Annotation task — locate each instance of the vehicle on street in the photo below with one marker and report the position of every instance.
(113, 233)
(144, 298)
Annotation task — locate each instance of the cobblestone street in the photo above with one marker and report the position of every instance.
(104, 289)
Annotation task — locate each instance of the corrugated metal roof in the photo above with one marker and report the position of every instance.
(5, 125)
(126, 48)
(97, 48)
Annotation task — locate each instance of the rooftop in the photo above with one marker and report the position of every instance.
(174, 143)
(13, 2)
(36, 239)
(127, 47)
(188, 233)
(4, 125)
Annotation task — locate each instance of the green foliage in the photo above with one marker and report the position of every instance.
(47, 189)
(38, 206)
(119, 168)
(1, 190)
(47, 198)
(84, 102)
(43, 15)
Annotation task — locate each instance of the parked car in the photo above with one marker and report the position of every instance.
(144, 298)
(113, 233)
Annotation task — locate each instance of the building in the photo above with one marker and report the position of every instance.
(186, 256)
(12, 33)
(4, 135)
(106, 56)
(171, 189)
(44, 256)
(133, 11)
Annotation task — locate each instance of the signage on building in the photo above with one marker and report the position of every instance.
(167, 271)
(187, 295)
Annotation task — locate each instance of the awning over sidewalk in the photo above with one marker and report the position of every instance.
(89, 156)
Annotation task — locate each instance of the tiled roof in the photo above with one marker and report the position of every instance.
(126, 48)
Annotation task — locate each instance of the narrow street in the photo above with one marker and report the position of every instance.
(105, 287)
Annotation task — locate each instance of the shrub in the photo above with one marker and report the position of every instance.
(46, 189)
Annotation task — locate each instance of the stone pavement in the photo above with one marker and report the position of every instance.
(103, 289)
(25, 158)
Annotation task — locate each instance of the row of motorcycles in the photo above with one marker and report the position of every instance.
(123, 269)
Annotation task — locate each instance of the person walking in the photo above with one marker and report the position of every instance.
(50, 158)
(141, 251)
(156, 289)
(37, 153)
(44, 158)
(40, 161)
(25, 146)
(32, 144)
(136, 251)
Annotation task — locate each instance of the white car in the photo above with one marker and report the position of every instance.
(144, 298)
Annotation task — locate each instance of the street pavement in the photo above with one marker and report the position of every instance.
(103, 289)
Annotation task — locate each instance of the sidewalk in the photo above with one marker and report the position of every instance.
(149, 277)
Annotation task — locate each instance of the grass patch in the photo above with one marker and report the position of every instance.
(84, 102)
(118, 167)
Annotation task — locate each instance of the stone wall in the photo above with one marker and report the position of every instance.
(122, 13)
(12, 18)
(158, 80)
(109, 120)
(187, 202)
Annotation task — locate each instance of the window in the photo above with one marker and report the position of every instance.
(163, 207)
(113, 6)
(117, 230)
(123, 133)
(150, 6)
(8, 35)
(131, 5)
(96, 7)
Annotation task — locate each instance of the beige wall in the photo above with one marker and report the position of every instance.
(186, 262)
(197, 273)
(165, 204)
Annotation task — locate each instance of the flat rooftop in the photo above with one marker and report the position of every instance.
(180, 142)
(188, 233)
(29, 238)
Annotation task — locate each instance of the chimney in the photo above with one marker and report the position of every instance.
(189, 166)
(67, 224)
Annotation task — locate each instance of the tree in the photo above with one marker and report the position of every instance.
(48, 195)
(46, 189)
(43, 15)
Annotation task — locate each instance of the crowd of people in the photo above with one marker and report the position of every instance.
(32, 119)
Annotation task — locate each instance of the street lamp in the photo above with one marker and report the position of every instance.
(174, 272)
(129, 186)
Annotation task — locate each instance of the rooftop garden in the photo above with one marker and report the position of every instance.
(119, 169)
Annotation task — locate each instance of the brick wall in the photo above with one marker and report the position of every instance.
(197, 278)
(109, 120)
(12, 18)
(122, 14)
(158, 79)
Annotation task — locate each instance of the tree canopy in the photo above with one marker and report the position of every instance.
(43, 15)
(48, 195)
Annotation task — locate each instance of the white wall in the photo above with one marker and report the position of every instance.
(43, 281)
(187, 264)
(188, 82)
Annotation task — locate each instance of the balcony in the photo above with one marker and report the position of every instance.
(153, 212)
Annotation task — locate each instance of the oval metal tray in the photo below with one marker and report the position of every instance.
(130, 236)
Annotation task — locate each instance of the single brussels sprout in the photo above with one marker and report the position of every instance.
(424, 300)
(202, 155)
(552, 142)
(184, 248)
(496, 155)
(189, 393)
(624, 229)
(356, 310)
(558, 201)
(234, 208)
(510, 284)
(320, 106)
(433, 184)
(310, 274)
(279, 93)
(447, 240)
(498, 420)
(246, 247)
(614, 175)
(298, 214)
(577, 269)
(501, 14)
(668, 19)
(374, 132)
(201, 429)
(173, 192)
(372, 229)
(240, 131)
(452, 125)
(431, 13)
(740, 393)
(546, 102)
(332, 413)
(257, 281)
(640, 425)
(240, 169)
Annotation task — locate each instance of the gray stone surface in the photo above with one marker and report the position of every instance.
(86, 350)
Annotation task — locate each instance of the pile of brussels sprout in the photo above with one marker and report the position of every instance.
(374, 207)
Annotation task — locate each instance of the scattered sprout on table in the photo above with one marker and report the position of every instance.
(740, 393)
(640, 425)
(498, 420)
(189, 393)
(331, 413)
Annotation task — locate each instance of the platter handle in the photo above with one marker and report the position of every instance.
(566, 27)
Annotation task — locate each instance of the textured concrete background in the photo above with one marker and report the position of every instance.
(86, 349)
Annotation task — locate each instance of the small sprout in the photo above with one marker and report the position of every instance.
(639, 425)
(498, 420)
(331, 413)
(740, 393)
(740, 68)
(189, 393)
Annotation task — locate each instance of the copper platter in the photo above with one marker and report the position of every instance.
▬▬▬▬▬▬
**Problem:**
Copy all of the material above verbatim, line for line.

**Task answer:**
Annotation task — locate each instance of the vehicle on street in the photo below with one marker and report the position of every instance.
(113, 233)
(144, 298)
Annotation task — locate each instance of the cobblestone street in the photo above with one marker and report the position of every instance.
(104, 289)
Annotation task — locate each instance of the corrugated metal roof in the photo above with one marker and report the position of every instance.
(5, 125)
(126, 48)
(97, 48)
Annotation task — locate each instance of the rooftop in the photo above with one marker and report the position of every instance.
(174, 143)
(13, 2)
(36, 239)
(127, 47)
(188, 233)
(4, 125)
Annotation task — locate each instance of the green foliage in the photo above with one marker and report the position of every instance.
(47, 189)
(38, 206)
(119, 168)
(1, 190)
(47, 198)
(84, 102)
(43, 15)
Annotation task — locate each instance of the parked car in the photo above with one marker and report the position of every instance.
(144, 298)
(113, 233)
Annotation task — locate each instance of the building in the photo above with one marker and report the position of every instance.
(186, 256)
(12, 33)
(4, 135)
(106, 56)
(171, 189)
(44, 256)
(133, 11)
Annotation task — locate each instance of the signage on building in the photo above with one marker and report the position of every instance.
(167, 271)
(187, 295)
Annotation task — locate each instance of the awning over sidewalk in the photo above with one marker and report the position of every instance.
(89, 156)
Annotation task — locate each instance of the tiled roof in the photo above with one marker and report the position of every instance.
(126, 48)
Annotation task — locate each instance of the narrow street in the photo above with one marker and report the position of every instance.
(105, 287)
Annotation task — locate each instance of the shrub in the photo above with one marker and report the position of every instance.
(46, 189)
Annotation task — locate each instance of the stone pavement in the photo above with one marker and report the position of every instance.
(103, 289)
(25, 158)
Annotation task — locate each instance of the row of motorcycles in the photo above with one marker and report the position of every instance.
(123, 269)
Annotation task — locate each instance of the person walking in the photo above with one marker and report the position of every instance.
(50, 158)
(141, 251)
(156, 289)
(37, 153)
(44, 158)
(40, 161)
(25, 146)
(32, 144)
(136, 251)
Annotation task — locate each instance of the white car in the photo above with one marker and report the position of every instance.
(144, 298)
Annotation task — locate each instance of the street pavement in the photo above with one marker and report the position of every instance.
(103, 289)
Annotation task — locate each instance of the sidewalk in the photo above with one marker and report the position of every instance.
(149, 277)
Annotation task — locate each instance of the grass patch in the photo above with one marker and report the position of every instance.
(84, 102)
(118, 167)
Annotation task — locate each instance of the stone wall in the photo above with one marker and report the position of every instance.
(122, 13)
(12, 18)
(158, 80)
(109, 120)
(187, 202)
Annotation task — locate each instance of the window in the photo above with one marker and report the position of every instance.
(163, 207)
(113, 6)
(117, 230)
(123, 133)
(150, 6)
(8, 35)
(131, 5)
(96, 7)
Annotation task — locate each instance of the beige wall in the photo above with one marker and report the position of every instance.
(186, 262)
(197, 273)
(165, 204)
Annotation task — locate each instance of the flat rooftop in the photo above with one marker and report the position of every instance.
(180, 142)
(188, 233)
(29, 238)
Annotation task — locate each instance of the chimney in the photo above with one marker and report the position of every instance.
(189, 166)
(67, 224)
Annotation task — locate each instance of the tree in the photo above with one marker and report the position of every instance.
(48, 195)
(46, 189)
(43, 15)
Annotation task — locate each instance of the crowd of people in the photo above with one marker and report the position of every instance.
(32, 119)
Annotation task — locate each instance of the street lamp in the photo above with one marker and report the position of every instance.
(174, 272)
(129, 186)
Annotation task — locate each instance of the rooftop garden in the photo above with one marker and report the position of every instance.
(119, 169)
Annotation task — locate each instance of the brick wall in the photo above with one marker and report the position of every instance.
(197, 278)
(109, 120)
(12, 18)
(122, 14)
(158, 79)
Annotation task — locate each instance of the tree canopy in the photo above with one marker and report the position of every instance.
(43, 15)
(48, 195)
Annotation task — locate each instance of the white wall in the photo above with one marker and report the position of every instance.
(43, 281)
(187, 264)
(188, 82)
Annotation task — locate each instance of the balcony in the photo above with one marker and report the position of every instance.
(153, 212)
Annotation task — locate each instance of the oval metal tray in the photo below with one marker and report the position of every instance.
(130, 236)
Annotation task — locate each instance of the single brussels sprout in the photo above with one marker and report the position of every instance.
(424, 300)
(202, 155)
(552, 142)
(184, 248)
(496, 155)
(189, 393)
(624, 229)
(356, 310)
(558, 201)
(234, 208)
(510, 284)
(320, 106)
(433, 184)
(310, 274)
(279, 93)
(447, 240)
(498, 420)
(246, 247)
(614, 175)
(298, 214)
(577, 269)
(501, 14)
(668, 19)
(374, 132)
(201, 429)
(173, 192)
(372, 229)
(240, 131)
(452, 125)
(431, 13)
(740, 393)
(546, 102)
(332, 413)
(257, 281)
(640, 425)
(240, 169)
Annotation task — locate each instance of the gray stone surface in the photo above with one marker and report the position of every instance.
(86, 350)
Annotation task — locate each instance of the pile of brussels sprout in the photo above with one marker and report the position of every instance.
(374, 207)
Annotation task — locate each instance of the scattered sprout on table in the photo above with one marker and report the position of every instance.
(740, 393)
(640, 425)
(498, 420)
(189, 393)
(331, 413)
Annotation task — locate each instance of the platter handle in the photo above with one marker and report the position of every instance.
(566, 27)
Annotation task — locate each instance of the textured concrete background in the photo above with one marker and report the position of every instance.
(86, 349)
Annotation task — locate each instance of the small sprout in the photo above with one marker and report the position of every instance.
(639, 425)
(498, 420)
(331, 413)
(740, 393)
(740, 68)
(189, 393)
Annotation task — locate each instance of the copper platter in the photo above with one marker and report the position of every instance.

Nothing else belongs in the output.